Zu analysierender Text.
_ _ _ _ _
Wenn der Mann der Pat. nicht sehr reich ist, möchte ich überhaupt von dem Versuch in Wien abraten. Fälle wie der von Ihnen beschriebene verändern sich erfahrungsgemäß nur sehr langsam in der Analyse und verlangen lange Behandlung. Die Unterbringung hat große Schwierigkeiten, da die Patienten allein mit sich nichts anzufangen wissen. Ein psychoanalytisches Sanatorium haben wir hier nicht. Das Zweckmäßigste schiene mir daher, sie zu Maeder (Bircher-Benner)4 zu bringen, wenn dort noch Platz ist. Sie sehen, daß wir nach Vermehrung der psychoanalytischen Sanatorien ein dringendes Bedürfnis haben. Sie sollten eines noch gründen oder übernehmen und einrichten und mehrere Kollegen bei sich aufnehmen.
_ _ _ _ _
Bereitgestelltes Material.
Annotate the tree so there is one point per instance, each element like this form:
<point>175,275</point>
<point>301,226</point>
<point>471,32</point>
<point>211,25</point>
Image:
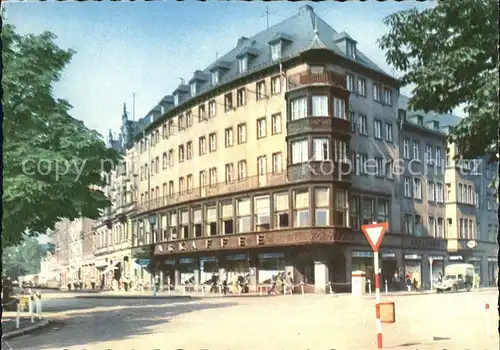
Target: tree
<point>450,53</point>
<point>23,259</point>
<point>53,164</point>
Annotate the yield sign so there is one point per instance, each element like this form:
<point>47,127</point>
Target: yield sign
<point>375,233</point>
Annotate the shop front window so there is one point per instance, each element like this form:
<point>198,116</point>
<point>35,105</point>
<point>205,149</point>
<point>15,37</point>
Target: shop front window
<point>244,221</point>
<point>322,201</point>
<point>301,209</point>
<point>281,210</point>
<point>227,220</point>
<point>211,220</point>
<point>368,211</point>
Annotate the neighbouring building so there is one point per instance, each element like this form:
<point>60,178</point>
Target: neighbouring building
<point>113,232</point>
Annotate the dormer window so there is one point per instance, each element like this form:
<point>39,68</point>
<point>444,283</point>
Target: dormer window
<point>351,49</point>
<point>215,77</point>
<point>276,51</point>
<point>242,64</point>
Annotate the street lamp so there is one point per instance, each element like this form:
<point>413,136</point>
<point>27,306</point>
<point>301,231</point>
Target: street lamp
<point>152,222</point>
<point>431,261</point>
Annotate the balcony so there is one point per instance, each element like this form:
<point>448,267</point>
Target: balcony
<point>316,78</point>
<point>254,182</point>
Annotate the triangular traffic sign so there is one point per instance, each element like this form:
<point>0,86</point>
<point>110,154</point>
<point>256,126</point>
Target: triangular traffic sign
<point>374,233</point>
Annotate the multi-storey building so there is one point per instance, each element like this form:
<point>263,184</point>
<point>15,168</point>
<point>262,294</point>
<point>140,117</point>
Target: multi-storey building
<point>445,199</point>
<point>247,169</point>
<point>112,244</point>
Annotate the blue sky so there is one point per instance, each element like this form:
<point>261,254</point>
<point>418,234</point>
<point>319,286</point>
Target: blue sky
<point>127,47</point>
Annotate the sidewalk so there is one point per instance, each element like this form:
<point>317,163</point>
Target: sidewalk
<point>9,329</point>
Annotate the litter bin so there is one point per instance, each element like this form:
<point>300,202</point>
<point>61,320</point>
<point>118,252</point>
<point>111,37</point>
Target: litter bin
<point>358,282</point>
<point>387,312</point>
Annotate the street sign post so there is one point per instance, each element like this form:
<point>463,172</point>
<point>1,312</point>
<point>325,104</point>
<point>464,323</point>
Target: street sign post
<point>374,234</point>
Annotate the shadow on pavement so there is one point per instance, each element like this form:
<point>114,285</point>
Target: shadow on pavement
<point>80,329</point>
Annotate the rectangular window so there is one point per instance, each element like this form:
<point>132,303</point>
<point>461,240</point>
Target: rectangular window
<point>419,231</point>
<point>261,90</point>
<point>431,191</point>
<point>277,163</point>
<point>212,142</point>
<point>262,213</point>
<point>181,153</point>
<point>362,125</point>
<point>382,210</point>
<point>321,149</point>
<point>408,224</point>
<point>298,108</point>
<point>416,150</point>
<point>276,85</point>
<point>388,132</point>
<point>242,170</point>
<point>244,215</point>
<point>322,205</point>
<point>376,93</point>
<point>301,209</point>
<point>229,173</point>
<point>276,124</point>
<point>340,151</point>
<point>377,129</point>
<point>281,210</point>
<point>228,137</point>
<point>211,109</point>
<point>242,64</point>
<point>240,97</point>
<point>368,211</point>
<point>355,213</point>
<point>320,106</point>
<point>242,133</point>
<point>339,108</point>
<point>189,150</point>
<point>428,154</point>
<point>276,51</point>
<point>350,84</point>
<point>228,102</point>
<point>261,128</point>
<point>226,215</point>
<point>362,87</point>
<point>300,151</point>
<point>431,226</point>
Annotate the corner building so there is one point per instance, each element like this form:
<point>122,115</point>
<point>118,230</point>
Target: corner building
<point>246,169</point>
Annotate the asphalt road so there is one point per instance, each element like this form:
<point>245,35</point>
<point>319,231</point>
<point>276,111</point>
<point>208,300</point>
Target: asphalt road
<point>445,321</point>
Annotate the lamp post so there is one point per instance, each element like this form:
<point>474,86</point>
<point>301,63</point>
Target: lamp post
<point>431,261</point>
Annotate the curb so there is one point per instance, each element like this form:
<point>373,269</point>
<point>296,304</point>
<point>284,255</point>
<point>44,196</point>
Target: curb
<point>25,330</point>
<point>134,297</point>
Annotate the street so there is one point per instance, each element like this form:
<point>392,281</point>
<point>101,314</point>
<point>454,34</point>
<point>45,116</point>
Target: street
<point>451,321</point>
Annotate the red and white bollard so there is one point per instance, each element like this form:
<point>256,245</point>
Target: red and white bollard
<point>487,308</point>
<point>377,300</point>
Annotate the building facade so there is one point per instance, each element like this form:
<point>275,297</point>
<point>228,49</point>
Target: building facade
<point>272,158</point>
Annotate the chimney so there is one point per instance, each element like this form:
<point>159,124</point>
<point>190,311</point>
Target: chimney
<point>241,41</point>
<point>305,9</point>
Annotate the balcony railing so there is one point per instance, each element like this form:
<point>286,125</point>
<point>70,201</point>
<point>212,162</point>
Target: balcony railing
<point>253,182</point>
<point>314,78</point>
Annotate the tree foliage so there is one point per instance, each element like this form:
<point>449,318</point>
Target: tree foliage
<point>41,139</point>
<point>23,259</point>
<point>450,54</point>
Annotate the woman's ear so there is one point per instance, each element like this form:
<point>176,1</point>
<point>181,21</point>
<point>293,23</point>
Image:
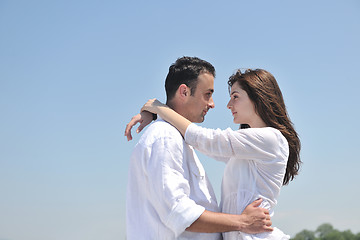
_ _ _ _ _
Zu erledigende Aufgabe. Geben Sie aus dem zu analysierenden Text die Passage von „Wenn der Mann“ bis „bei sich aufnehmen.“ unverändert wieder.

Antwort.
Wenn der Mann der Pat. nicht sehr reich ist, möchte ich überhaupt von dem Versuch in Wien abraten. Fälle wie der von Ihnen beschriebene verändern sich erfahrungsgemäß nur sehr langsam in der Analyse und verlangen lange Behandlung. Die Unterbringung hat große Schwierigkeiten, da die Patienten allein mit sich nichts anzufangen wissen. Ein psychoanalytisches Sanatorium haben wir hier nicht. Das Zweckmäßigste schiene mir daher, sie zu Maeder (Bircher-Benner)4 zu bringen, wenn dort noch Platz ist. Sie sehen, daß wir nach Vermehrung der psychoanalytischen Sanatorien ein dringendes Bedürfnis haben. Sie sollten eines noch gründen oder übernehmen und einrichten und mehrere Kollegen bei sich aufnehmen.